Your tasks:
- a) Please reproduce the passage of the study methods text between "Study design and" and "previously described 20-22.", inclusive.
- b) Carry on the study methods text from its final sentence, adding the next part of the methods.

Extract:
-----
This study was conducted according to the principles of the declaration of Helsinki and all experimental protocols were approved by the local Research and Ethical Committee of the Christus University Center (Protocol # 2758611). All participants signed a written informed consent before the start of the study.
Study design and Subjects
This study was a single-center, placebo-controlled, double-blinded (volunteer and examiner) randomized in situ study composed of one single- factor (polishing types), at 5 levels (polishing protocols). Randomization and blinding were performed by the supervisor of the study using the random sequences function of the Software Excel. The total duration of the intraoral phase was 14 days (Fig. 1) with a 1-week wash-in period preceding it, as previously described 20-22.
The volunteers were additionally informed to avoid consuming high fluoride-containing food, such as fluoridated salt, green/black tea and fish. At the beginning of each phase, the volunteers were also extensively trained to follow the study instructions. The intraoral appliances were worn during the whole day except for meals and oral hygiene. Through the whole study and additionally in the wash-in phase, individual oral hygiene was performed with a fluoride toothpaste (NaF, 1.450 ppm F-, Colgate Total 12, São Paulo, Brazil), without the appliances in situ. After meals, 20 min were elapsed before mouth appliance reinsertion.
-----
Saved data entries:

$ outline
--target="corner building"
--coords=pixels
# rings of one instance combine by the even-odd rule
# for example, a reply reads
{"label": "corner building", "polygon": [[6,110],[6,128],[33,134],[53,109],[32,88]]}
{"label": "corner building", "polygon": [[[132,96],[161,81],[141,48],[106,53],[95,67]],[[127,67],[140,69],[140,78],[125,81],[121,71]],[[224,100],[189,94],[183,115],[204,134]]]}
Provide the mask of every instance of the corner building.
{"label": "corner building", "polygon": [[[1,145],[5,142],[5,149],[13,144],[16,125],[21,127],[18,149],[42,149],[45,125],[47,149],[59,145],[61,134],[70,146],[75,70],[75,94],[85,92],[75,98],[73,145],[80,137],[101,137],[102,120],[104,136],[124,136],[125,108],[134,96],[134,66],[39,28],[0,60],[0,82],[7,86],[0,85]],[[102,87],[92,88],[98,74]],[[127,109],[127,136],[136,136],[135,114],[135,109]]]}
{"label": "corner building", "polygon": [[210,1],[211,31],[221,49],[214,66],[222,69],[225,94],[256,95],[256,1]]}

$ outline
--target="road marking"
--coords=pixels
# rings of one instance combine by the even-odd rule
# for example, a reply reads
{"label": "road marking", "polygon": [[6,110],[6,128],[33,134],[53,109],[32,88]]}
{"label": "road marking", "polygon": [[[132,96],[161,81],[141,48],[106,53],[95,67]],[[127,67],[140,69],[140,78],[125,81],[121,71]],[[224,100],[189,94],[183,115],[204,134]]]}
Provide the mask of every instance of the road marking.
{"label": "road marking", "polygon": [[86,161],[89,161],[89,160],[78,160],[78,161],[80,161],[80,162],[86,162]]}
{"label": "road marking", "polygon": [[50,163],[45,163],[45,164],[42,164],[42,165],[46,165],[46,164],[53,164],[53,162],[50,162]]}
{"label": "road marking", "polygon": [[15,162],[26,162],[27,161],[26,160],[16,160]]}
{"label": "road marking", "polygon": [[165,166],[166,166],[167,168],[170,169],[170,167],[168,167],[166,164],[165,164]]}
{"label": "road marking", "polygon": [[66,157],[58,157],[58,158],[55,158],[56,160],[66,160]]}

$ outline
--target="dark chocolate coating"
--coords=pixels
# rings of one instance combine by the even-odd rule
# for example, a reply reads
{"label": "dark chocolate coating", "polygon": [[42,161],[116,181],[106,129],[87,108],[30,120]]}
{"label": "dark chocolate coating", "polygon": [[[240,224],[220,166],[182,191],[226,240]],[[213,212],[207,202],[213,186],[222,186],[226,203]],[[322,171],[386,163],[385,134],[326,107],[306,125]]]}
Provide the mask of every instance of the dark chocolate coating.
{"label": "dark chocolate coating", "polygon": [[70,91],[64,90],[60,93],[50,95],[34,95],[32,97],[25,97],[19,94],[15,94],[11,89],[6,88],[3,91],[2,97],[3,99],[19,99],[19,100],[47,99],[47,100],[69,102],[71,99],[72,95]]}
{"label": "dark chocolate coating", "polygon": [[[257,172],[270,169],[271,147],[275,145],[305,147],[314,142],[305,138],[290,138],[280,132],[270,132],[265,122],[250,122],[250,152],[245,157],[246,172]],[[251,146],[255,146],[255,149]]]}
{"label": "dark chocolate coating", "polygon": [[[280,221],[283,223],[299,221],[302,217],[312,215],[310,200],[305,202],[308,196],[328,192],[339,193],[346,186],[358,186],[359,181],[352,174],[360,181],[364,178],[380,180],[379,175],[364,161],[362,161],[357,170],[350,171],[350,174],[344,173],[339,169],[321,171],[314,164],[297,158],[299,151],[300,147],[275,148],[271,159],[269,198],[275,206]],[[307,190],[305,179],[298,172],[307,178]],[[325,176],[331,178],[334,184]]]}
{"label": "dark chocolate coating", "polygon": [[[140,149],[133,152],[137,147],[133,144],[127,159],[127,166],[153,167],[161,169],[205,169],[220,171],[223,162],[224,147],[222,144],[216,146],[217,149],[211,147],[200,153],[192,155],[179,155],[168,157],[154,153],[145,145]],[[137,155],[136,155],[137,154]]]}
-----
Responses to the tasks:
- a)
Study design and Subjects
This study was a single-center, placebo-controlled, double-blinded (volunteer and examiner) randomized in situ study composed of one single- factor (polishing types), at 5 levels (polishing protocols). Randomization and blinding were performed by the supervisor of the study using the random sequences function of the Software Excel. The total duration of the intraoral phase was 14 days (Fig. 1) with a 1-week wash-in period preceding it, as previously described 20-22.

- b)
Sample Size
The sample size was calculated based on the results of a previous study evaluating the inhibition of caries progression after resin infiltration in situ 23. According to that, mean enamel mineral loss after the intraoral phase of 6,261 (SD= 2,009) vol% x µm for the negative control and 2,559 (SD= 1,178) vol%x µm for the infiltrated group would be expected. The tooth was considered as experimental unit and to obtain a power of 80%, a sample size of fourteen enamel blocks per treatment group was calculated (two-sided, α=0.05). In order to account for a possible dropout, 15 specimens/groups were then included in the experiments.
Fifteen young adult volunteers (9 women, 6 men, aged 18-22 years), were recruited for the study. All subjects lived in Fortaleza, Brazil (fluoride concentration in tap water of approximately 0.8 mg/l) and met the following inclusion criteria: the ability to wear an intraoral palatal device for 24 h per day, except at eating and brushing times; no evidence of active caries, or periodontal disease; no signs of decreased salivary flow rate and the ability to comply with the study protocol. Exclusion criteria were any medical condition potentially interfering with the subject’s health; use of orthodontic appliance; pregnancy or breastfeeding and absence of compliance to the study protocol.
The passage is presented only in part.